- [Исходный текст]

________________________

Мы знаем, как Гоголь умел использовать свои запасы. Он знал, куда их вставить, чтобы реестры образно заиграли. Вспомним закоулок плюшкинского двора: «Горами белеет всякое дерево — шитое, точеное, лаженое и плетеное: бочки, пересеки, ушаты, лагуны, жбаны с рыльцами и без рылец, побратимы, лукошки, мыкольники, куда бабы кладут свои мочки и прочий дрязг, коробья из тонкой гнутой осины, бураки из плетеной берестки...» Собаки Ноздрева — густопсовые и чистопсовые, всех возможных цветов и мастей: муругие, черные с подпалинами, полво-пегие, муруго-пегие, красно-пегие, черно-ухие, сероухие.

________________________

- [Задание a] Перепишите все строки листинга, заменив «Solution» на «Решение». Остальное оставьте без изменений.

________________________

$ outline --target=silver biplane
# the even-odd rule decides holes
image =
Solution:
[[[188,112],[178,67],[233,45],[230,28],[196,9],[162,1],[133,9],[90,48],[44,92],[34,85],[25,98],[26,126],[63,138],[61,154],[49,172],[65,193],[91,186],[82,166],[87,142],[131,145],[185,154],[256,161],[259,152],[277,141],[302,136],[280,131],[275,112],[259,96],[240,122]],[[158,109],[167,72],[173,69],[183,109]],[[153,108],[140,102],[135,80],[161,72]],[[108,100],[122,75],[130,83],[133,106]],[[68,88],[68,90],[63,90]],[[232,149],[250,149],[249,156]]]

________________________

- [Задание b] Изложите содержание отрывка о Гоголе в двух предложениях.

- [Ответ к заданию a]
$ outline --target=silver biplane
# the even-odd rule decides holes
image =
Решение:
[[[188,112],[178,67],[233,45],[230,28],[196,9],[162,1],[133,9],[90,48],[44,92],[34,85],[25,98],[26,126],[63,138],[61,154],[49,172],[65,193],[91,186],[82,166],[87,142],[131,145],[185,154],[256,161],[259,152],[277,141],[302,136],[280,131],[275,112],[259,96],[240,122]],[[158,109],[167,72],[173,69],[183,109]],[[153,108],[140,102],[135,80],[161,72]],[[108,100],[122,75],[130,83],[133,106]],[[68,88],[68,90],[63,90]],[[232,149],[250,149],[249,156]]]

- [Ответ к заданию b] Гоголь умел использовать свои запасы и знал, куда их вставить, чтобы реестры образно заиграли. Примерами служат перечень деревянной утвари в закоулке плюшкинского двора и перечень собак Ноздрева всех возможных цветов и мастей.